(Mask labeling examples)
+ + + +

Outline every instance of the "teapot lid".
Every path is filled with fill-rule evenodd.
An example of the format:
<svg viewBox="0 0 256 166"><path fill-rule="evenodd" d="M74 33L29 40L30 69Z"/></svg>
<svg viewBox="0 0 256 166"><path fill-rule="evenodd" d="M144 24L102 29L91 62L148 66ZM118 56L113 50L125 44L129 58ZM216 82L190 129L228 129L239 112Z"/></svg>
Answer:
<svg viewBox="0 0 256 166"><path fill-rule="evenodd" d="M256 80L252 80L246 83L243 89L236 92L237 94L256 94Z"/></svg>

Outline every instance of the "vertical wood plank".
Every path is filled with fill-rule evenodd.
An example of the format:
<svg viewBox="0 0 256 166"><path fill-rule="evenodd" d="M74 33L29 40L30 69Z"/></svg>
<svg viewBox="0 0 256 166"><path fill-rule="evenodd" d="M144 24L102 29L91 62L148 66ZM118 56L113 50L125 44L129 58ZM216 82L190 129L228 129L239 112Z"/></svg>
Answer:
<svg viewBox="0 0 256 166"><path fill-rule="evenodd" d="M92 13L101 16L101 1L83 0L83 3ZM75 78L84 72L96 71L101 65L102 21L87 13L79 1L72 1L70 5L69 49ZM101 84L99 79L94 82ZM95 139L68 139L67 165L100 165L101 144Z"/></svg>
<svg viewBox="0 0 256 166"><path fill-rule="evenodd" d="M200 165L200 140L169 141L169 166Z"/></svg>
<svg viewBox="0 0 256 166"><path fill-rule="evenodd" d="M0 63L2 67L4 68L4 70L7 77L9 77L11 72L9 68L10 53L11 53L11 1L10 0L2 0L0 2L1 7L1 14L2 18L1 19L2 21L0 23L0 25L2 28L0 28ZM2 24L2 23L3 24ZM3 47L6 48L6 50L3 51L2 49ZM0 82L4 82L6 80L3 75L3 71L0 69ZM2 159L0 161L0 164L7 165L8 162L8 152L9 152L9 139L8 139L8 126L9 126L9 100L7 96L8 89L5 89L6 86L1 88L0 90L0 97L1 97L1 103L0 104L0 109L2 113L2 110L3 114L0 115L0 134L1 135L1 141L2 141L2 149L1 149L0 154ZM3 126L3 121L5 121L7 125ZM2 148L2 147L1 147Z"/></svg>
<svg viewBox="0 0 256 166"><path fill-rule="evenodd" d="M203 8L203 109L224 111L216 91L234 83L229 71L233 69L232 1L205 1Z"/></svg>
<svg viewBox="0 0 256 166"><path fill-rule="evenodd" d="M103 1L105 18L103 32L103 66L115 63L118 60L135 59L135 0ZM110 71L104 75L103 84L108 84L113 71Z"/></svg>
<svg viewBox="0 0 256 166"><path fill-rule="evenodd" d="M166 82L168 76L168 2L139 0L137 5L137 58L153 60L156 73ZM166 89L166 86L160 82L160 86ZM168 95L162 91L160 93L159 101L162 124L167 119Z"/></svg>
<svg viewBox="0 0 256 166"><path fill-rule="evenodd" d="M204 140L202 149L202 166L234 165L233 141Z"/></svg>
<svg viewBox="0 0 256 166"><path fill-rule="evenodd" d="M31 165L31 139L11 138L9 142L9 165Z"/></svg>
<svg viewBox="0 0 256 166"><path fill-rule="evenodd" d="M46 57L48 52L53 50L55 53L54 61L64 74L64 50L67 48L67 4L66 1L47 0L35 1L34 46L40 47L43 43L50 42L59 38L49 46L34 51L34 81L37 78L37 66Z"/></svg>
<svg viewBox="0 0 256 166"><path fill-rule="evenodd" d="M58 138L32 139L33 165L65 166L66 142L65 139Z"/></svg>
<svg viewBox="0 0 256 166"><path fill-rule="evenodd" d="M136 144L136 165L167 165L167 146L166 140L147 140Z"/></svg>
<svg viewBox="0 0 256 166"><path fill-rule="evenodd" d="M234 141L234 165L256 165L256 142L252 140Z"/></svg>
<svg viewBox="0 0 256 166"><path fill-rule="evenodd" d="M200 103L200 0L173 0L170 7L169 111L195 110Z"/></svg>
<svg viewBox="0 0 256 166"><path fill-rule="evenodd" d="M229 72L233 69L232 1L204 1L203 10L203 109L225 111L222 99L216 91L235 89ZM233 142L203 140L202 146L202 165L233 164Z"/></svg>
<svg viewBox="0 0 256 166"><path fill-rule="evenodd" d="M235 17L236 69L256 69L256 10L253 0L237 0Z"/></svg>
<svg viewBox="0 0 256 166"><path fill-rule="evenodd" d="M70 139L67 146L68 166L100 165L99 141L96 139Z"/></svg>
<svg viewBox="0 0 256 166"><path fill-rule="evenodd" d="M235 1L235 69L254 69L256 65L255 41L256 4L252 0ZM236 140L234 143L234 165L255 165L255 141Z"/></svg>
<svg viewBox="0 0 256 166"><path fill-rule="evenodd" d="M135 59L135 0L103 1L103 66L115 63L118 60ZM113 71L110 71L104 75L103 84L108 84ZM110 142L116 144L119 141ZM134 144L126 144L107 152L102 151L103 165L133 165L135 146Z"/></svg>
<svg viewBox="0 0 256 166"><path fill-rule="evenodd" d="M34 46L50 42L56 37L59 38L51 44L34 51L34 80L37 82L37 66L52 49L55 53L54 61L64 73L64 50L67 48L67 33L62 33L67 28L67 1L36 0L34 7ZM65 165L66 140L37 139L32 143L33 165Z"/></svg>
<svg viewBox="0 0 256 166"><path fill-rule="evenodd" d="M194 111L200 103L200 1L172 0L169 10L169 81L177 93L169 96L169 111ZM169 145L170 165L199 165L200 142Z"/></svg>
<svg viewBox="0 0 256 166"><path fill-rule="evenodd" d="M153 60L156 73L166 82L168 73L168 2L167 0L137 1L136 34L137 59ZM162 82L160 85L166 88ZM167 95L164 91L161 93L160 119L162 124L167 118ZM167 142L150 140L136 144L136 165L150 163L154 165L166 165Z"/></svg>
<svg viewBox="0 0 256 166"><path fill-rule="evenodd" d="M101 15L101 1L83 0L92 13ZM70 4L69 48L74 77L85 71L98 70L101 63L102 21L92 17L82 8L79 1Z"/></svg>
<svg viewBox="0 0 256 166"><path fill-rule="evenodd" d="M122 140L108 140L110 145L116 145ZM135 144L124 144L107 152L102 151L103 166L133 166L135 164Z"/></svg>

+ + + +

Goal: Format the data as a numbered list, beginning with its first line and continuing through the line that contains "80L252 80L246 83L243". Leave out any blank lines.

In response:
1. Outline every instance of the "teapot lid".
2. Every path is filled with fill-rule evenodd.
3. An example of the format:
4. <svg viewBox="0 0 256 166"><path fill-rule="evenodd" d="M74 33L29 40L30 69Z"/></svg>
5. <svg viewBox="0 0 256 166"><path fill-rule="evenodd" d="M144 24L102 29L91 62L148 66ZM118 56L113 50L125 44L129 58ZM216 82L190 129L228 129L239 112Z"/></svg>
6. Answer:
7. <svg viewBox="0 0 256 166"><path fill-rule="evenodd" d="M256 80L252 80L246 83L243 89L236 92L237 94L256 94Z"/></svg>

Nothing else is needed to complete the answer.